:: REQUEST ::
Quote the entries below word for word, starting at the line that contains "of the tree." and continuing up to and including the final line of the entries.

:: GIVEN INFORMATION ::
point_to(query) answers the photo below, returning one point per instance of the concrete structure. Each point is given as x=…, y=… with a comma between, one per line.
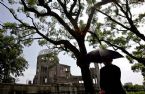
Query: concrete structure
x=49, y=71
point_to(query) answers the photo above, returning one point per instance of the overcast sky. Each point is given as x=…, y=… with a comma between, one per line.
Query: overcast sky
x=31, y=53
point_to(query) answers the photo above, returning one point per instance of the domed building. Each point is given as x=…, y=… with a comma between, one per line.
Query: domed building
x=50, y=71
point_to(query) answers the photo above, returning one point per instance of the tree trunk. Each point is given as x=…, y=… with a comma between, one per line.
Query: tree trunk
x=86, y=76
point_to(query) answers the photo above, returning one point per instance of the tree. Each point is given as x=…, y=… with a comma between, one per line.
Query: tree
x=66, y=24
x=59, y=23
x=121, y=28
x=12, y=64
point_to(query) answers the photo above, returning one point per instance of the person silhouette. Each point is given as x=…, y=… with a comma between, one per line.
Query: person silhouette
x=110, y=75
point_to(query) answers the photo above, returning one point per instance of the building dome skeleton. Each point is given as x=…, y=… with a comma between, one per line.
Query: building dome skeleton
x=57, y=73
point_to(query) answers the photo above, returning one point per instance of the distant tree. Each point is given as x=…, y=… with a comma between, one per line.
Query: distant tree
x=67, y=24
x=59, y=22
x=12, y=64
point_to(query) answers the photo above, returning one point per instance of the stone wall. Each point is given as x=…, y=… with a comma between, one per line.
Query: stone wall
x=40, y=89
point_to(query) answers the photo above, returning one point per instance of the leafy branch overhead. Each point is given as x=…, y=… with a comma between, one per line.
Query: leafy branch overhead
x=70, y=24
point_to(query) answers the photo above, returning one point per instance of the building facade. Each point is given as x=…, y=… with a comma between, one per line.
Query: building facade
x=50, y=71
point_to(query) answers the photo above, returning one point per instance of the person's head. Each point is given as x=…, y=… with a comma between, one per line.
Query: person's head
x=108, y=61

:: SOLVED EXERCISE ::
point_to(query) answers the photo above, returning one point per instance of the tree. Each point is given as x=…, y=… with a comma between, one per line.
Query: tree
x=66, y=24
x=59, y=23
x=121, y=28
x=12, y=64
point_to(query) answers the photo above, returning one point per instance of the person silhouette. Each point is given as x=…, y=… with a comma between, one per line.
Query: person silhouette
x=110, y=75
point_to(query) answers the photo above, returning one point per instance of the building dome skeleton. Each point is given as x=…, y=… with a comma between, one per line.
Query: building dome skeleton
x=57, y=73
point_to(query) answers the photo above, returning one point per instance of the distant tree. Each point is given as x=…, y=… with a comma between, one per line.
Query: distant tree
x=67, y=24
x=59, y=22
x=12, y=64
point_to(query) answers the photo above, returning one point per instance of the stone wall. Each point is given as x=…, y=… with a comma between, one per line.
Query: stone wall
x=40, y=89
point_to(query) answers the photo above, returning one point per instance of the leafy branch overhead. Each point is given as x=…, y=… with a comma between, one per line.
Query: leafy branch overhead
x=70, y=24
point_to(query) answers the photo above, returning one point per instance of the building facade. Each point is given as x=…, y=… with a comma between, one per line.
Query: building facade
x=50, y=71
point_to(query) answers the photo above, returning one point per instance of the person's head. Each point is given as x=…, y=… with a comma between, one per line.
Query: person's head
x=108, y=61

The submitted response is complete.